## Directives
1. Which section of the Declaration of Trust does the comment in the Declaration of Trust passage ask to have revised?
2. Reproduce the Declaration of Trust passage word for word, everything from "Federal securities claims" down to "to such claims.".

## Selected passage
════════════════════

Federal securities claims are not specifically carved out of the Declaration of Trust provisions on shareholder derivative claims, except that they are excluded from the joinder provision requirements described above as well as the proportionate share provision described above to the extent that the federal securities laws, rules or regulations, do not permit the application of such provisions.   These provisions may limit a Shareholder’s ability to bring a claim against the Trustees, officers or other agents of the Fund and its service providers, which may discourage such lawsuits with respect to such claims.

2.
Comment: Please revise Section 9.13 of the Declaration of Trust to state that the provision does not apply to claims arising under the federal securities laws.  Please also disclose in an appropriate location in the prospectus the provision and corresponding risks of such a provision even as to non-federal securities law claims (e.g., that shareholders may have to bring suit in an inconvenient and less favorable forum) and that the provision does not apply to claims arising under the federal securities laws.

════════════════════

## Data shown
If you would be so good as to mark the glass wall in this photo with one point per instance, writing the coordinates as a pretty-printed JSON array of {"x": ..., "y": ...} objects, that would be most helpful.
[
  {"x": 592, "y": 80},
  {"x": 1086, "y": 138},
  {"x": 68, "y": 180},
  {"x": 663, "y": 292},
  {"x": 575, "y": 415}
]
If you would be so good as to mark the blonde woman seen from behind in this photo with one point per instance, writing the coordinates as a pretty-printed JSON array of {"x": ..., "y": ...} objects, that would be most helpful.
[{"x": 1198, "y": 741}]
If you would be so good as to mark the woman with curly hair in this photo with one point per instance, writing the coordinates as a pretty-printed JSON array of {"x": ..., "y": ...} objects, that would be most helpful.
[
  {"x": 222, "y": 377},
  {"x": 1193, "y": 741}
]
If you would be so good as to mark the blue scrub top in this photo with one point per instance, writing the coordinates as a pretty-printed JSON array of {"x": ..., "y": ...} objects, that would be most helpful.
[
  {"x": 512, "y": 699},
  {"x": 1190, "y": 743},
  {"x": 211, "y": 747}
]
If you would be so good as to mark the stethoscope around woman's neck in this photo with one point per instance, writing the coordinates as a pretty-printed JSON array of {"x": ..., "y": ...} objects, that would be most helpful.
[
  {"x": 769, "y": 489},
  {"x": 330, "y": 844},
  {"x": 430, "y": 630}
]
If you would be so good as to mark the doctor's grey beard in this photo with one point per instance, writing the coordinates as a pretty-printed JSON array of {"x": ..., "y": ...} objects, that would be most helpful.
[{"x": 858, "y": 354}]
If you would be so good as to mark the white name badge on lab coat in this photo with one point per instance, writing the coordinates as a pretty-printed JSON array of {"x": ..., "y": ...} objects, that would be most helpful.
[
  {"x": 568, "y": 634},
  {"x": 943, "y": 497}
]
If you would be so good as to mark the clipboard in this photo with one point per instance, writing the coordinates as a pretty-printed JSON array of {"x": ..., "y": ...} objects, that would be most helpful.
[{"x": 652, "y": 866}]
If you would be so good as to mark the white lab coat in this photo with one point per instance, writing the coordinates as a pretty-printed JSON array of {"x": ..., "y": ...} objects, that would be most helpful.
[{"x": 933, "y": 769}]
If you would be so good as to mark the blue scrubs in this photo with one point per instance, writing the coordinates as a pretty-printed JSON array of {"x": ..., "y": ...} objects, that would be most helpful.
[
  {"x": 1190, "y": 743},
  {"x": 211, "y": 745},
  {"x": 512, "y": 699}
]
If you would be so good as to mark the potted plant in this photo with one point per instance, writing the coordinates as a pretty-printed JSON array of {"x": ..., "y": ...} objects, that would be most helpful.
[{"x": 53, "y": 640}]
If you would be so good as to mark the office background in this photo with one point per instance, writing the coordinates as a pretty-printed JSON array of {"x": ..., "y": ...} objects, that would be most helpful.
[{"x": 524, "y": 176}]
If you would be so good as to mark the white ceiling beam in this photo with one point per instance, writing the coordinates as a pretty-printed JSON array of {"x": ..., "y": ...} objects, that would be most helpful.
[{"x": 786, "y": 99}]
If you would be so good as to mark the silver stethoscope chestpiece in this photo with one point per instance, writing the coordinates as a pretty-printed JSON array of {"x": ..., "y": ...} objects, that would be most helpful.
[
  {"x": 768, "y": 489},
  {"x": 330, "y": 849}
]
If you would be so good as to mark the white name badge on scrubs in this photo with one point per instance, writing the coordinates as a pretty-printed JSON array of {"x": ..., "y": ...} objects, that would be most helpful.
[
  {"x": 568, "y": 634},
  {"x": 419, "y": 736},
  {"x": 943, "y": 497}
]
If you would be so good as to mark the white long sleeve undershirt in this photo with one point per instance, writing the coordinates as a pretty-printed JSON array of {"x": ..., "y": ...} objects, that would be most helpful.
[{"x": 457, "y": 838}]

════════════════════

## Answers to the problems
1. Section 9.13

2.
Federal securities claims are not specifically carved out of the Declaration of Trust provisions on shareholder derivative claims, except that they are excluded from the joinder provision requirements described above as well as the proportionate share provision described above to the extent that the federal securities laws, rules or regulations, do not permit the application of such provisions.   These provisions may limit a Shareholder’s ability to bring a claim against the Trustees, officers or other agents of the Fund and its service providers, which may discourage such lawsuits with respect to such claims.